[Opening EXTRACTED DATA section]
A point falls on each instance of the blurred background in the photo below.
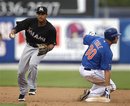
(71, 18)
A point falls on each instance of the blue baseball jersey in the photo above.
(98, 55)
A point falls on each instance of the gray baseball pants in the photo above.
(28, 62)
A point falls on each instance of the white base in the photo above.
(97, 99)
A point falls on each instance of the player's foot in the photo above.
(97, 99)
(21, 98)
(84, 95)
(32, 92)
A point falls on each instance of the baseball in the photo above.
(12, 35)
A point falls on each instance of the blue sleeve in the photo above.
(106, 60)
(88, 39)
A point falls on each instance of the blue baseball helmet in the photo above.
(111, 33)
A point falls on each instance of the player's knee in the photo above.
(32, 67)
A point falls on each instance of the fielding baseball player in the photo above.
(96, 66)
(41, 38)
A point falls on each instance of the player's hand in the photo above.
(107, 92)
(43, 49)
(12, 34)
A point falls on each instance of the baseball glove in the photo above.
(43, 49)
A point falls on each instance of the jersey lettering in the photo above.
(91, 52)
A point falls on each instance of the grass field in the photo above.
(64, 79)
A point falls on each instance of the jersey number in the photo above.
(91, 52)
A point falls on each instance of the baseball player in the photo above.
(40, 39)
(96, 66)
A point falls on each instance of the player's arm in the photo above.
(12, 33)
(21, 25)
(50, 47)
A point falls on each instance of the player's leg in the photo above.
(22, 69)
(97, 78)
(32, 75)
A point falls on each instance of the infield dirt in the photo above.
(60, 97)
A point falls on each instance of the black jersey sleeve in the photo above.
(22, 25)
(52, 36)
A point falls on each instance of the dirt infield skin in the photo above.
(61, 97)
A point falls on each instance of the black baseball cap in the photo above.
(41, 9)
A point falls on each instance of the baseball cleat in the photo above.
(84, 95)
(21, 98)
(32, 92)
(97, 99)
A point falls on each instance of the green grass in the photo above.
(63, 79)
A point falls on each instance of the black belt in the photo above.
(88, 69)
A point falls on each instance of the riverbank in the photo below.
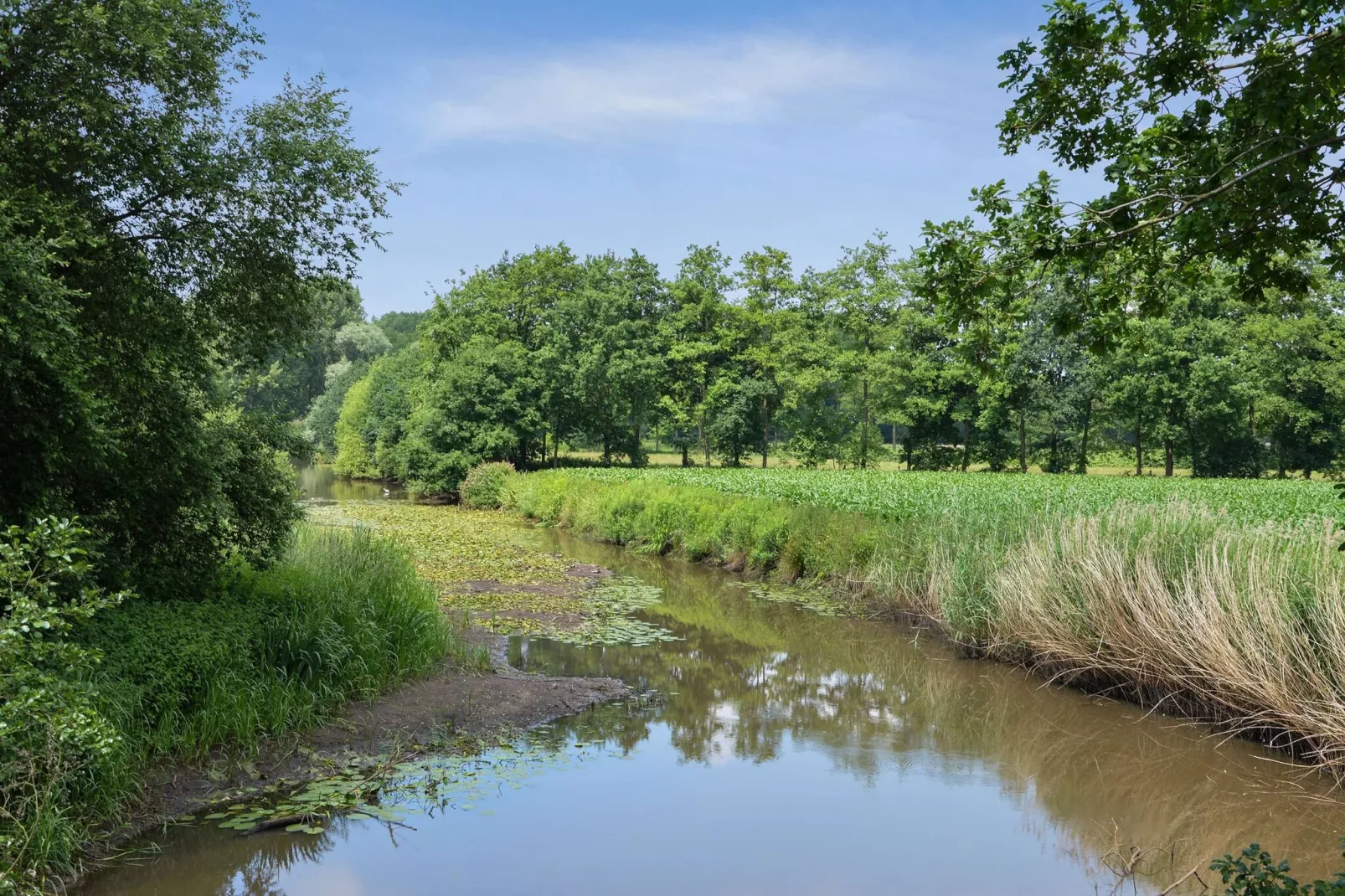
(342, 650)
(1218, 614)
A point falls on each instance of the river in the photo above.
(787, 752)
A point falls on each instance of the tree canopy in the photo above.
(153, 234)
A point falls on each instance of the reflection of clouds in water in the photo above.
(328, 878)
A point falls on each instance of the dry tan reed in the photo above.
(1245, 626)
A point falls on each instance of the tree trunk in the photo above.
(765, 432)
(1023, 440)
(1140, 451)
(863, 434)
(1083, 448)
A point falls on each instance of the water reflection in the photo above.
(877, 700)
(794, 754)
(321, 485)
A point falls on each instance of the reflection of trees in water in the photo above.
(208, 860)
(748, 674)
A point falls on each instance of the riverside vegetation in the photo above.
(1208, 599)
(171, 332)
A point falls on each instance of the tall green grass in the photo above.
(1214, 610)
(343, 616)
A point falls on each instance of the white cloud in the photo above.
(632, 89)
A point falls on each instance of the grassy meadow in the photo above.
(1216, 599)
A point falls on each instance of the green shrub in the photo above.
(55, 749)
(484, 485)
(90, 698)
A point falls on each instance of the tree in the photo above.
(155, 232)
(399, 326)
(698, 343)
(288, 379)
(865, 288)
(767, 281)
(1219, 126)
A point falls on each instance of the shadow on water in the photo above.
(788, 752)
(322, 486)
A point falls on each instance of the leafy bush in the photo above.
(54, 743)
(93, 690)
(1255, 873)
(484, 485)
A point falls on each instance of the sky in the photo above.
(608, 126)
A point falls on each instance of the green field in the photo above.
(1215, 599)
(904, 494)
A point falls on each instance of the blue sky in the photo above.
(654, 126)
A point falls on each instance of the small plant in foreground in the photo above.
(53, 739)
(1255, 873)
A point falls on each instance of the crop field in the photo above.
(920, 494)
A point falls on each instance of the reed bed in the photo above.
(1218, 605)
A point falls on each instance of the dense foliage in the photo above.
(849, 365)
(153, 234)
(1219, 130)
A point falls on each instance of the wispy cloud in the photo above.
(634, 89)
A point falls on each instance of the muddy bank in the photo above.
(448, 711)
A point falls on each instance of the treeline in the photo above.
(734, 362)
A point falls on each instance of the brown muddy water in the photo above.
(788, 752)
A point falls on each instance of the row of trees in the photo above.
(736, 361)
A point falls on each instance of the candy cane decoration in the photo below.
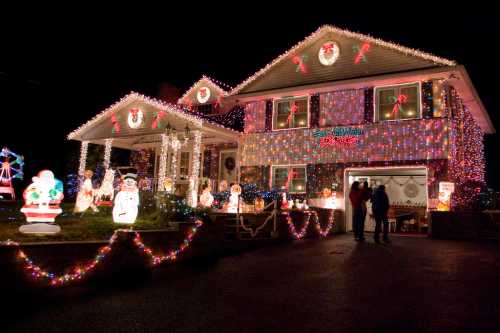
(361, 52)
(293, 109)
(116, 124)
(156, 121)
(300, 62)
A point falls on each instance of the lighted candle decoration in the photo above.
(206, 198)
(232, 206)
(41, 204)
(444, 196)
(127, 201)
(106, 192)
(85, 197)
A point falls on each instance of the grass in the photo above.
(74, 227)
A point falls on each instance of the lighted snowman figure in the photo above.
(232, 206)
(127, 201)
(42, 199)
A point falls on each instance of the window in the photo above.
(292, 178)
(184, 164)
(290, 113)
(398, 102)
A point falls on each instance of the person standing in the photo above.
(380, 207)
(356, 197)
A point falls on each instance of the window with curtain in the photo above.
(398, 102)
(290, 178)
(290, 113)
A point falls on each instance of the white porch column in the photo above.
(195, 169)
(163, 161)
(176, 145)
(83, 158)
(107, 153)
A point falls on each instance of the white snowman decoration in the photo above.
(127, 201)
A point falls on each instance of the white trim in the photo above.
(289, 166)
(235, 150)
(376, 107)
(277, 100)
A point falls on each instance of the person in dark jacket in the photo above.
(380, 207)
(356, 198)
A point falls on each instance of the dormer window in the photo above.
(290, 113)
(397, 102)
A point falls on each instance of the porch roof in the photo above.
(100, 128)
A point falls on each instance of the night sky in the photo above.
(58, 71)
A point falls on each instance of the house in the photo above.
(335, 108)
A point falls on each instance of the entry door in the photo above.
(227, 166)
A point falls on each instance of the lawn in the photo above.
(75, 227)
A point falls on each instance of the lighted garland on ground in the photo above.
(77, 273)
(302, 233)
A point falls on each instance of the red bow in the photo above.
(116, 124)
(398, 102)
(203, 92)
(365, 48)
(327, 47)
(156, 121)
(299, 61)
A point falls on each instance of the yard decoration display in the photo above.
(106, 192)
(78, 272)
(206, 198)
(42, 199)
(85, 197)
(127, 201)
(135, 118)
(11, 168)
(203, 95)
(444, 196)
(232, 205)
(328, 53)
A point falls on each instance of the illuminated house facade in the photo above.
(337, 107)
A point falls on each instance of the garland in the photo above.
(301, 234)
(77, 272)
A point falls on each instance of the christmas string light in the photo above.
(302, 233)
(108, 144)
(83, 158)
(78, 272)
(345, 33)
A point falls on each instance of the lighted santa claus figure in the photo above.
(127, 201)
(41, 204)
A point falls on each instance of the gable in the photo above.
(203, 92)
(376, 57)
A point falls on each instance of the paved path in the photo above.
(334, 285)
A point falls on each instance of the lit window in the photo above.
(290, 178)
(398, 102)
(184, 164)
(290, 113)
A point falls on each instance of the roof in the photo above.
(195, 120)
(405, 59)
(205, 80)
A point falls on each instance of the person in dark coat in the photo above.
(380, 207)
(356, 198)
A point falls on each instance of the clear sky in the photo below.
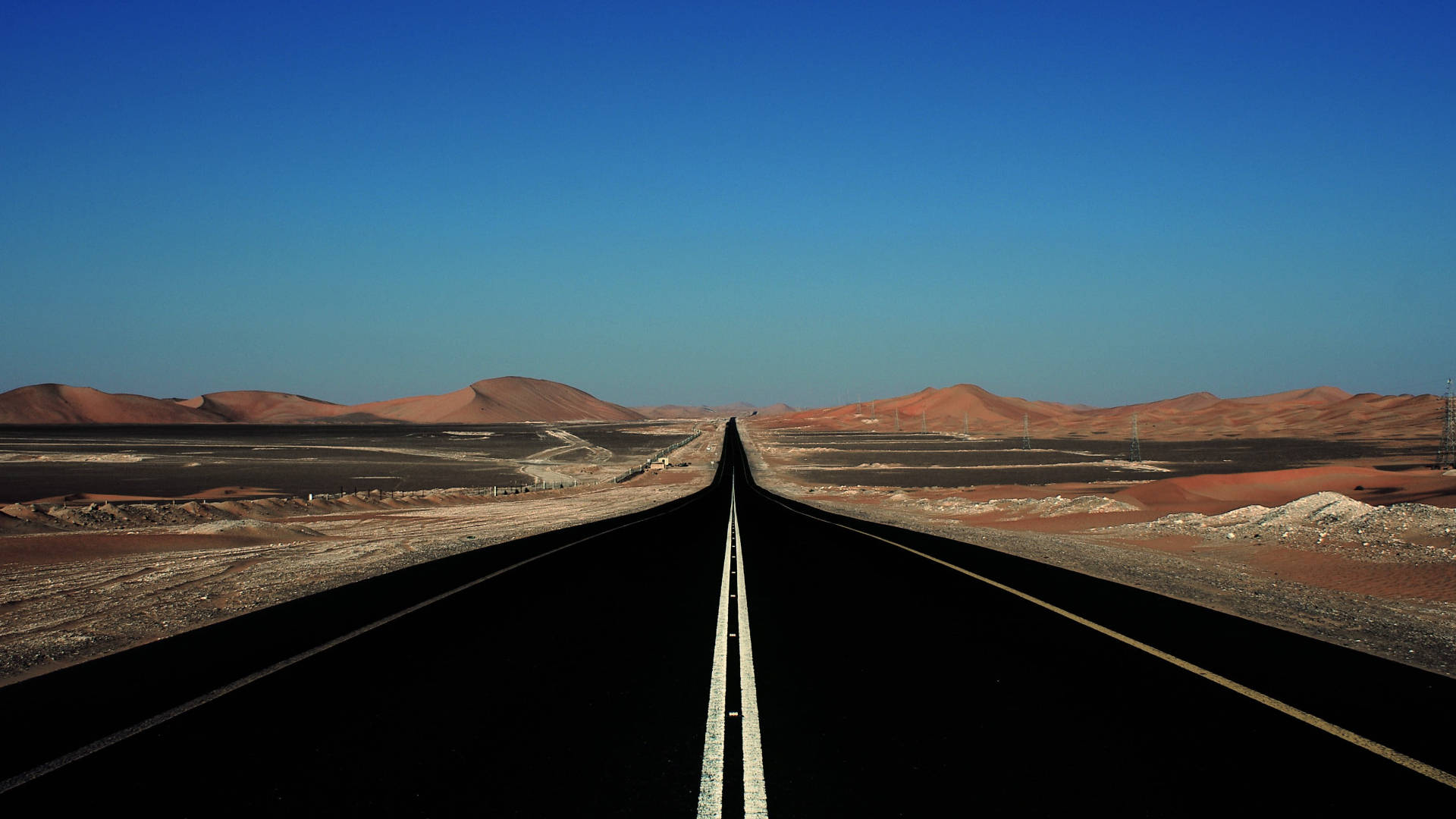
(685, 203)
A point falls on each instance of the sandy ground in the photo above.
(1289, 548)
(127, 575)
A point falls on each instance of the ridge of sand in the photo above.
(488, 401)
(1301, 413)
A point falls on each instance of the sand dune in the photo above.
(511, 398)
(61, 404)
(740, 409)
(1301, 413)
(490, 401)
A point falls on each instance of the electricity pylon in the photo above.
(1136, 455)
(1446, 453)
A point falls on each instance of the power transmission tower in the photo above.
(1446, 455)
(1136, 455)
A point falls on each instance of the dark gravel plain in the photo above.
(929, 460)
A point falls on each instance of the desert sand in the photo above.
(1302, 413)
(488, 401)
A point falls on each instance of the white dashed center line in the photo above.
(711, 787)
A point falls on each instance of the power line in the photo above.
(1446, 453)
(1136, 455)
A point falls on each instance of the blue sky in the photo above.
(655, 203)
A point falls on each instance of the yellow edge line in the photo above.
(1258, 697)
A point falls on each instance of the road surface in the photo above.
(731, 653)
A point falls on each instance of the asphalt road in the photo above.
(574, 673)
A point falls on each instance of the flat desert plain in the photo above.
(1346, 539)
(130, 534)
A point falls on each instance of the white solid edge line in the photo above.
(755, 787)
(1443, 777)
(178, 710)
(711, 781)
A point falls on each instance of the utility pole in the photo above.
(1136, 455)
(1446, 453)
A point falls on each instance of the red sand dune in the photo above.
(1302, 413)
(487, 401)
(261, 407)
(511, 398)
(60, 404)
(721, 411)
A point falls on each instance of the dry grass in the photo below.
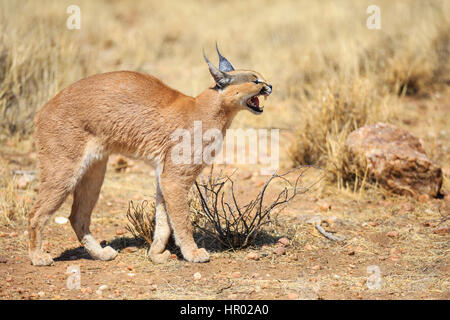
(330, 73)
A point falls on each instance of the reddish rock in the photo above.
(283, 242)
(279, 251)
(442, 230)
(395, 159)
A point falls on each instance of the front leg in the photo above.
(158, 252)
(176, 183)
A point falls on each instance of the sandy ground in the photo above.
(393, 249)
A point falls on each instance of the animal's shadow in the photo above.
(208, 242)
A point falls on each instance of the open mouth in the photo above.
(253, 105)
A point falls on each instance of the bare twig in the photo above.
(233, 225)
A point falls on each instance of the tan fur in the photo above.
(131, 114)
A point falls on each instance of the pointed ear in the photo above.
(221, 78)
(224, 64)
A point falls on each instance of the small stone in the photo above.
(441, 230)
(120, 232)
(279, 251)
(61, 220)
(293, 257)
(197, 276)
(246, 175)
(86, 290)
(392, 234)
(292, 296)
(324, 206)
(395, 257)
(130, 249)
(406, 208)
(283, 241)
(24, 181)
(314, 220)
(254, 256)
(103, 287)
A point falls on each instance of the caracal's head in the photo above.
(239, 89)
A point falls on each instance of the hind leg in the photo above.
(157, 251)
(51, 196)
(49, 200)
(84, 199)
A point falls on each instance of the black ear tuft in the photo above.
(224, 64)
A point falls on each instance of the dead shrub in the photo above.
(217, 214)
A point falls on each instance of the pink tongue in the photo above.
(255, 101)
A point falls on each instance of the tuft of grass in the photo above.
(141, 220)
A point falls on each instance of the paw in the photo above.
(159, 257)
(41, 259)
(106, 254)
(198, 255)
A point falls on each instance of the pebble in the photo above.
(292, 296)
(324, 206)
(61, 220)
(254, 256)
(392, 234)
(424, 198)
(130, 249)
(197, 276)
(441, 230)
(283, 241)
(24, 181)
(279, 251)
(120, 232)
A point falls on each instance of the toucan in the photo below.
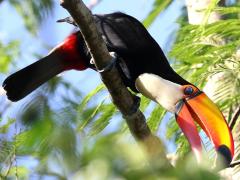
(143, 68)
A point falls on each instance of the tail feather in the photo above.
(23, 82)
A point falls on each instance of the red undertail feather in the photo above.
(71, 53)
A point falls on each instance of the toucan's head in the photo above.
(190, 106)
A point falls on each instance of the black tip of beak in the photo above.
(226, 155)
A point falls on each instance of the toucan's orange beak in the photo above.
(201, 109)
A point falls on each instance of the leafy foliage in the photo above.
(8, 52)
(32, 11)
(158, 7)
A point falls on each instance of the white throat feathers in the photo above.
(160, 90)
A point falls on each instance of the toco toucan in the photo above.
(143, 68)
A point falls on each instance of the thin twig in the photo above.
(235, 163)
(93, 3)
(234, 119)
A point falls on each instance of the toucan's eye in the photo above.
(188, 90)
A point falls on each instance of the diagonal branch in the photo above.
(121, 97)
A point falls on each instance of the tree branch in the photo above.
(234, 119)
(121, 97)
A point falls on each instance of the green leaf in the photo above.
(91, 116)
(5, 127)
(158, 7)
(87, 98)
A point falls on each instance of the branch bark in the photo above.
(121, 97)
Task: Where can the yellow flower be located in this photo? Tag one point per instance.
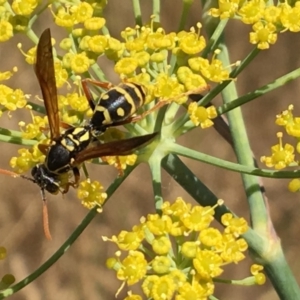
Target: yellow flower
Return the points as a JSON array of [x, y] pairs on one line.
[[6, 31], [202, 116], [91, 194], [226, 9], [176, 260], [263, 35], [252, 11], [282, 156], [191, 42], [290, 17], [133, 268], [80, 63], [24, 7], [126, 66], [213, 70], [95, 23]]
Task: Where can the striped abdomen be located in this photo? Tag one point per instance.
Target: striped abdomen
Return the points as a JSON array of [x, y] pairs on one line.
[[117, 104]]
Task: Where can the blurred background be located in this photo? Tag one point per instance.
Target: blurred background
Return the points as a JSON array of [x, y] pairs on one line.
[[81, 272]]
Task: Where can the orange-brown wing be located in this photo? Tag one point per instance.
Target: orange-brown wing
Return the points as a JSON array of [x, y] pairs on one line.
[[44, 70], [122, 147]]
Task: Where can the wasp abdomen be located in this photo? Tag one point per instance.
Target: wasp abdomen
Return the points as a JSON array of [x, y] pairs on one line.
[[71, 142], [117, 105]]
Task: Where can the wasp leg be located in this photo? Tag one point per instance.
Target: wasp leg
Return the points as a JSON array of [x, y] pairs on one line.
[[118, 164], [43, 148], [74, 184], [87, 91]]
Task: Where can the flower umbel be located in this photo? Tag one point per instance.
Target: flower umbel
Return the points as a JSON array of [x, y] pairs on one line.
[[167, 273]]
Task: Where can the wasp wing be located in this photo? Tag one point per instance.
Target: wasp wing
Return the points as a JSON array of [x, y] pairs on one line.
[[122, 147], [44, 70]]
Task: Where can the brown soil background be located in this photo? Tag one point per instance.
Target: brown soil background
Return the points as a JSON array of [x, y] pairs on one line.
[[81, 272]]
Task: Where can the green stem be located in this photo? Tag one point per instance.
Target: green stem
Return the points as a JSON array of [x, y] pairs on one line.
[[214, 39], [137, 12], [282, 278], [191, 184], [67, 244], [180, 122], [250, 170], [155, 167], [184, 14], [156, 10], [259, 214], [279, 82]]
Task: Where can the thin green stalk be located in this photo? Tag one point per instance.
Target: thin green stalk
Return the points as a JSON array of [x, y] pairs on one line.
[[250, 170], [180, 122], [279, 82], [281, 277], [67, 244], [191, 184], [258, 212], [155, 167], [37, 108], [137, 12], [184, 14]]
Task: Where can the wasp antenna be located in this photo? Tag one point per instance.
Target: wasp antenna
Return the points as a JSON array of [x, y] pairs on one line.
[[10, 173], [46, 218]]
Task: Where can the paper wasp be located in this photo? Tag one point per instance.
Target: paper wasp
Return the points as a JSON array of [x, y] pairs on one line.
[[70, 149]]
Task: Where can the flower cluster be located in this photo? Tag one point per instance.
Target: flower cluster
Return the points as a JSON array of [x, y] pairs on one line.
[[179, 252], [284, 156], [266, 18]]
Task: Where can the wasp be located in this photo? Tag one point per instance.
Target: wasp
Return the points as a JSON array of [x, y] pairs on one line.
[[74, 146]]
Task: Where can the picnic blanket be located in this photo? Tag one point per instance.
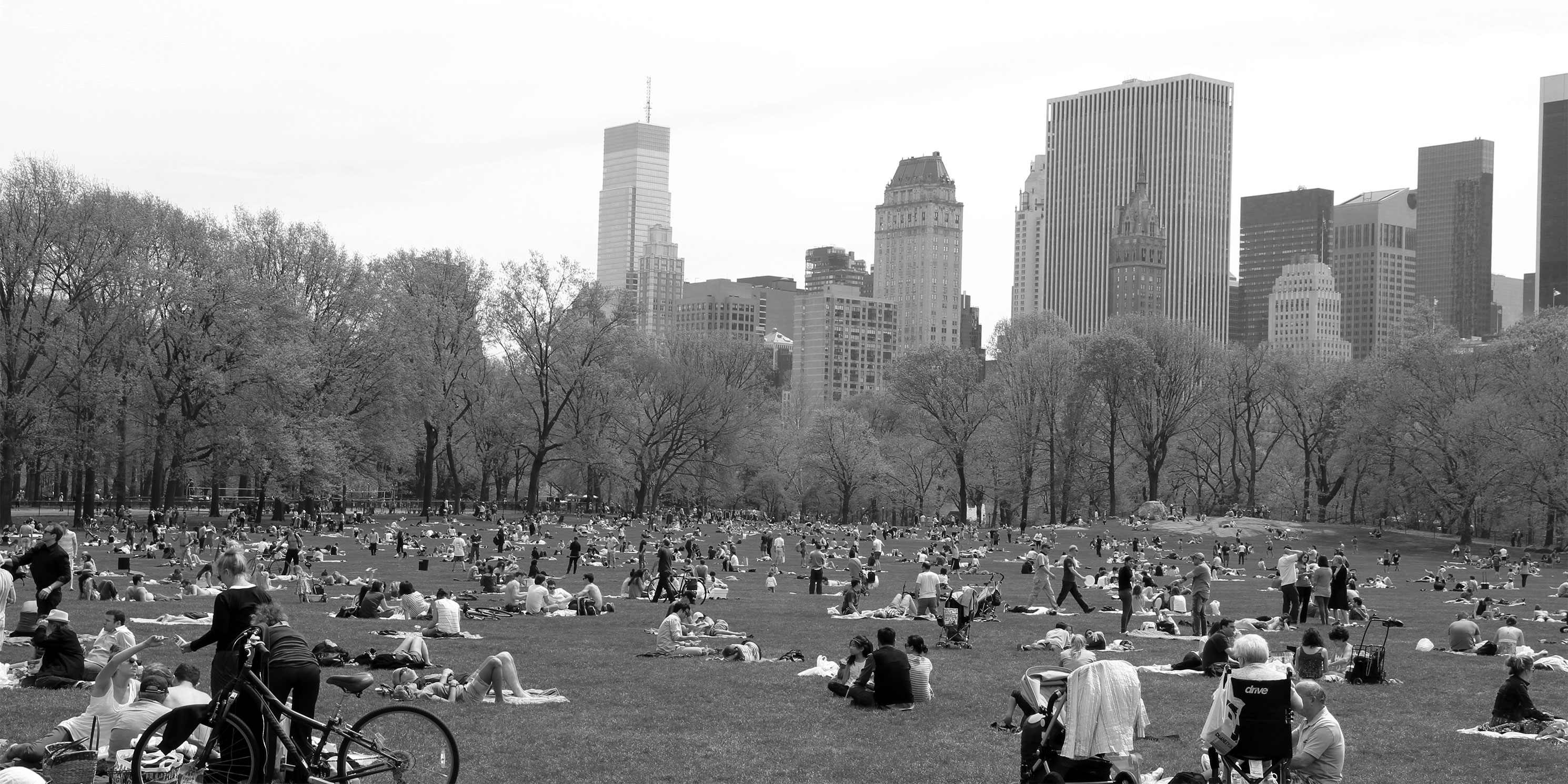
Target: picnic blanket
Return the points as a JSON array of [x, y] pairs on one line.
[[173, 620], [888, 614], [529, 697], [1551, 733], [1161, 636], [1165, 670]]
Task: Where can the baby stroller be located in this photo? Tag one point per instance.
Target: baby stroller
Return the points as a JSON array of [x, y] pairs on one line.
[[1043, 693], [1366, 661]]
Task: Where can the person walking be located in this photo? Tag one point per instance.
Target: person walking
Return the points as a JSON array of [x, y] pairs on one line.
[[51, 567], [1042, 565], [1070, 581], [1199, 581], [819, 565]]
[Closing EXTRACTED DATA section]
• _WHAT YOU HAVE TO DO_
The only reply wanted is the number of lines in the records above containing the word "abdomen".

• _EXERCISE RESPONSE_
4